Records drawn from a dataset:
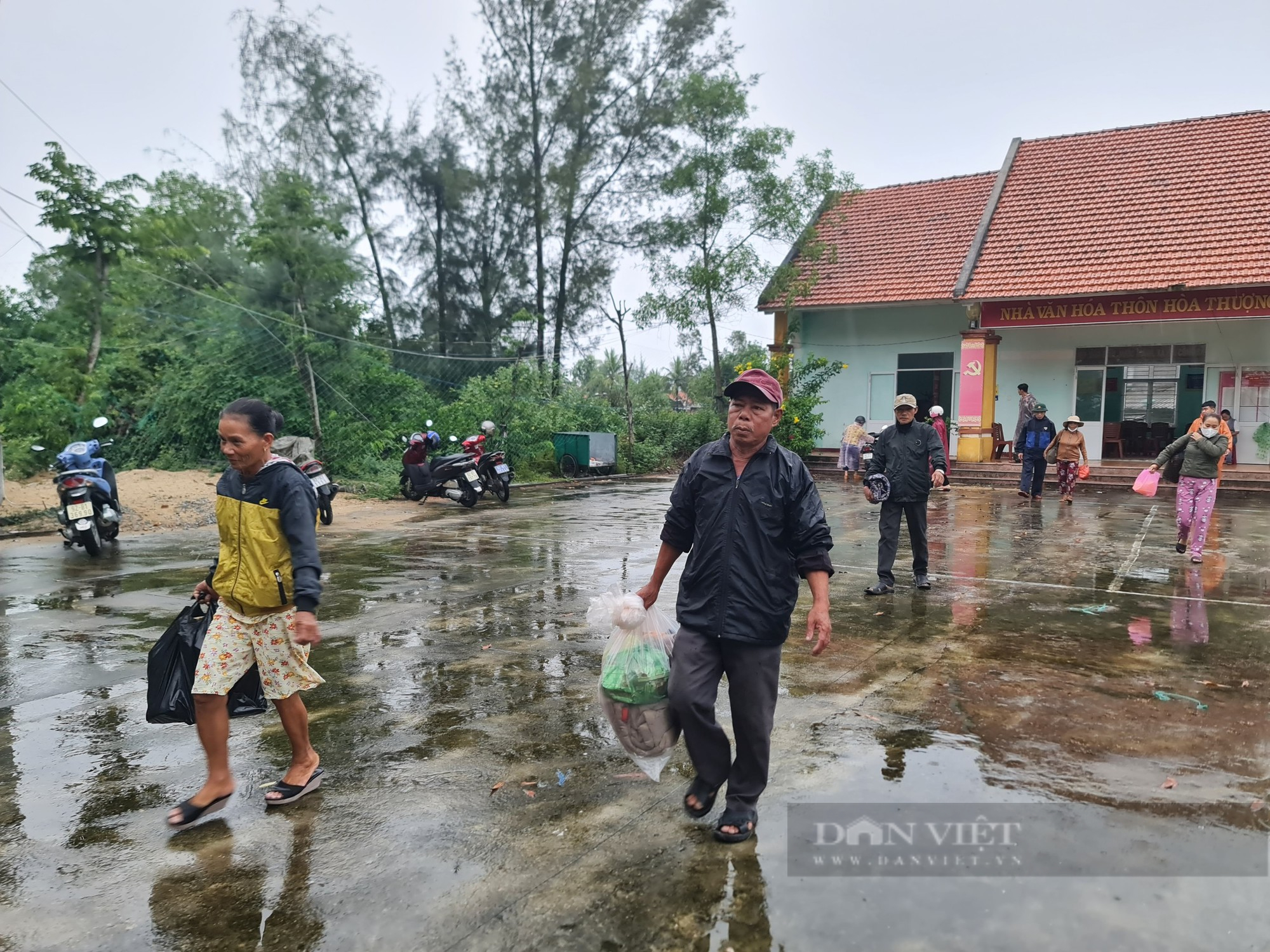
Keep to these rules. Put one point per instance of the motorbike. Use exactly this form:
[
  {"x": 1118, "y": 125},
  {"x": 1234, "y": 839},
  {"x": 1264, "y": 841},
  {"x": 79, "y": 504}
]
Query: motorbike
[
  {"x": 316, "y": 470},
  {"x": 90, "y": 510},
  {"x": 300, "y": 451},
  {"x": 451, "y": 477},
  {"x": 496, "y": 473}
]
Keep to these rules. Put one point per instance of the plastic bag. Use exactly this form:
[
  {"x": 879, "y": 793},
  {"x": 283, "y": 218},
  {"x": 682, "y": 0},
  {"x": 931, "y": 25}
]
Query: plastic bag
[
  {"x": 171, "y": 673},
  {"x": 1173, "y": 470},
  {"x": 1146, "y": 483},
  {"x": 634, "y": 677}
]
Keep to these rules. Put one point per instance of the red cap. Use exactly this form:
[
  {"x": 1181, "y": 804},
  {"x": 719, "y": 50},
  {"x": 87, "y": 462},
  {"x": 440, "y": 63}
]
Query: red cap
[{"x": 763, "y": 381}]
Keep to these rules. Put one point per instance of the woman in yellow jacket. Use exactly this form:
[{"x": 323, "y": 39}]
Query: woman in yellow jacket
[{"x": 267, "y": 586}]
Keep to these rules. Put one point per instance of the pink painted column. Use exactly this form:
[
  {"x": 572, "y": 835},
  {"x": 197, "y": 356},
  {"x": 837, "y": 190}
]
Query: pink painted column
[{"x": 979, "y": 395}]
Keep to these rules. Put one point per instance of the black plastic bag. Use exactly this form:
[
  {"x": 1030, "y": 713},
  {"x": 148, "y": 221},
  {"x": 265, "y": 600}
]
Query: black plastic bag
[
  {"x": 1173, "y": 470},
  {"x": 171, "y": 673}
]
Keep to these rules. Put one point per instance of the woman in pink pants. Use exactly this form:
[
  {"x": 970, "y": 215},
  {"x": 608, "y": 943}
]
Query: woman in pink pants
[{"x": 1197, "y": 489}]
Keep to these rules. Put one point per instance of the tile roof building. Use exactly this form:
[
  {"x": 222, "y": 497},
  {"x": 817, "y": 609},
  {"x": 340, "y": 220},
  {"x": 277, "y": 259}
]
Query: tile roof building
[{"x": 1123, "y": 275}]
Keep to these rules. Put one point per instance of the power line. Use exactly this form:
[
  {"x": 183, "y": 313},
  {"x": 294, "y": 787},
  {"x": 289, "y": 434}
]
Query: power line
[
  {"x": 59, "y": 135},
  {"x": 26, "y": 201},
  {"x": 18, "y": 225}
]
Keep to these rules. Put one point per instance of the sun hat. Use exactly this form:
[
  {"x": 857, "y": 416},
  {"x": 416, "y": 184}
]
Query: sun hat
[
  {"x": 881, "y": 487},
  {"x": 763, "y": 381}
]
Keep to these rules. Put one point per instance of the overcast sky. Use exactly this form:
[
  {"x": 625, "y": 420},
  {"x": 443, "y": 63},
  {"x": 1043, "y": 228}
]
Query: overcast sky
[{"x": 900, "y": 91}]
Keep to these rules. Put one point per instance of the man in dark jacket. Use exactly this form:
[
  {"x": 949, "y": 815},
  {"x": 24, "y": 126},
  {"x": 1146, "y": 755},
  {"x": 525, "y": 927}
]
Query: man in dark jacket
[
  {"x": 749, "y": 515},
  {"x": 906, "y": 455},
  {"x": 1037, "y": 437}
]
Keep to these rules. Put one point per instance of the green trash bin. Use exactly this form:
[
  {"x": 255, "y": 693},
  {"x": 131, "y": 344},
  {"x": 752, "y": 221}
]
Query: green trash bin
[{"x": 586, "y": 454}]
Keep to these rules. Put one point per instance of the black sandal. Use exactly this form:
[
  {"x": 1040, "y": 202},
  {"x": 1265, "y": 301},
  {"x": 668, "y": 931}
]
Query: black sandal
[
  {"x": 291, "y": 793},
  {"x": 745, "y": 821},
  {"x": 705, "y": 797},
  {"x": 191, "y": 814}
]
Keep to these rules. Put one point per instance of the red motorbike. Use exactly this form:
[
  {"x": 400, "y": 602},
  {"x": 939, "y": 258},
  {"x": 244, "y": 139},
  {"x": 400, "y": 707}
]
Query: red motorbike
[{"x": 493, "y": 469}]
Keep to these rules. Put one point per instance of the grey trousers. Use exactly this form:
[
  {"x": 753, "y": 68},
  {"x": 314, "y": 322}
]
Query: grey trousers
[
  {"x": 888, "y": 538},
  {"x": 754, "y": 675}
]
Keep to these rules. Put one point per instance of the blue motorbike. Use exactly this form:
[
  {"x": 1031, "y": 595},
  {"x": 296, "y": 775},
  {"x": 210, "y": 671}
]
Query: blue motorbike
[{"x": 88, "y": 510}]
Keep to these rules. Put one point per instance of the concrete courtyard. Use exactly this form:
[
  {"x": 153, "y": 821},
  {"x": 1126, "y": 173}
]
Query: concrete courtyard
[{"x": 458, "y": 659}]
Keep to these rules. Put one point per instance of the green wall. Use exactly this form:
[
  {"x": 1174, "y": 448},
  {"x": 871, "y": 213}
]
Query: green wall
[
  {"x": 1113, "y": 409},
  {"x": 1189, "y": 398}
]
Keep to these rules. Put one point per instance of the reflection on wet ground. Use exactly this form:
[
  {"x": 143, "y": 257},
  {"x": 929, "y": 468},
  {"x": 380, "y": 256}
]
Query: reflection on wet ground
[{"x": 458, "y": 658}]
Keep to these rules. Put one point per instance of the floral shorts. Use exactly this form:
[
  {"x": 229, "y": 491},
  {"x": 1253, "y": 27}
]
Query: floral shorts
[{"x": 236, "y": 643}]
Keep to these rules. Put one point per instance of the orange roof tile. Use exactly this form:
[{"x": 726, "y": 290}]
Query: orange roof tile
[
  {"x": 1133, "y": 210},
  {"x": 899, "y": 243}
]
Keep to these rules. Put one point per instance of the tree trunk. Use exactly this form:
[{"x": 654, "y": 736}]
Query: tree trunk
[
  {"x": 562, "y": 298},
  {"x": 721, "y": 404},
  {"x": 95, "y": 348},
  {"x": 439, "y": 195},
  {"x": 312, "y": 384},
  {"x": 540, "y": 285},
  {"x": 370, "y": 237},
  {"x": 627, "y": 381}
]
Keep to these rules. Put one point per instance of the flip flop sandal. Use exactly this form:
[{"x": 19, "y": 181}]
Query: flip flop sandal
[
  {"x": 191, "y": 814},
  {"x": 704, "y": 795},
  {"x": 745, "y": 821},
  {"x": 291, "y": 793}
]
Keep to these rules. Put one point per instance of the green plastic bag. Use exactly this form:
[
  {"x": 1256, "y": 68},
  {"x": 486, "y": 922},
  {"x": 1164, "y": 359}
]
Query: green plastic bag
[
  {"x": 637, "y": 664},
  {"x": 637, "y": 673}
]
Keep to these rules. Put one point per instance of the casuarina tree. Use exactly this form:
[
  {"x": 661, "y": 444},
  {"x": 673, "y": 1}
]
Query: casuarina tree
[
  {"x": 309, "y": 105},
  {"x": 589, "y": 89},
  {"x": 96, "y": 220},
  {"x": 726, "y": 197}
]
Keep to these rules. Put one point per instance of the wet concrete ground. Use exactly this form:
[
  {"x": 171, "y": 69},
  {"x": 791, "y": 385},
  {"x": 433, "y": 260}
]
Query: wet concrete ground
[{"x": 990, "y": 689}]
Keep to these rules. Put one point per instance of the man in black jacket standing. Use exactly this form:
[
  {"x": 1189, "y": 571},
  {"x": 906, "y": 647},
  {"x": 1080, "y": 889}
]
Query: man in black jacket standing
[
  {"x": 906, "y": 454},
  {"x": 751, "y": 520}
]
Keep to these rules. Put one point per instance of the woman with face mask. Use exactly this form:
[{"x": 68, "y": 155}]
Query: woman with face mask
[
  {"x": 1197, "y": 488},
  {"x": 1069, "y": 456}
]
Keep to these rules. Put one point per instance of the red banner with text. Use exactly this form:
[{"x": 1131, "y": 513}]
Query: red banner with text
[{"x": 1117, "y": 309}]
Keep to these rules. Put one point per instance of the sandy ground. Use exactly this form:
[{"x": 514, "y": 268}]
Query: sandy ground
[{"x": 157, "y": 501}]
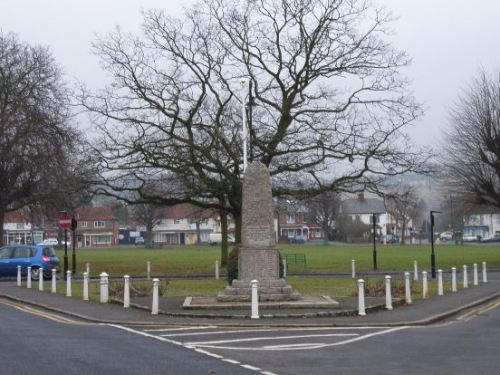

- [To do] Only the lines from the one containing "the woman with" through the final line of the data are to be written out, exactly as they stand and without pictures.

- [Exercise result]
Keep to these rules. Put one point per instance of the woman with face mask. Use exactly this form:
[{"x": 68, "y": 155}]
Query: woman with face mask
[
  {"x": 1197, "y": 488},
  {"x": 1069, "y": 456}
]
Keep to these rules. Put one point per instance of the red banner with text. Use exactly this form:
[{"x": 1131, "y": 513}]
Query: red banner with text
[{"x": 1117, "y": 309}]
Keep to these rules. Put one point per instance of the sandy ground. Use exactly this form:
[{"x": 514, "y": 268}]
Query: sandy ground
[{"x": 157, "y": 501}]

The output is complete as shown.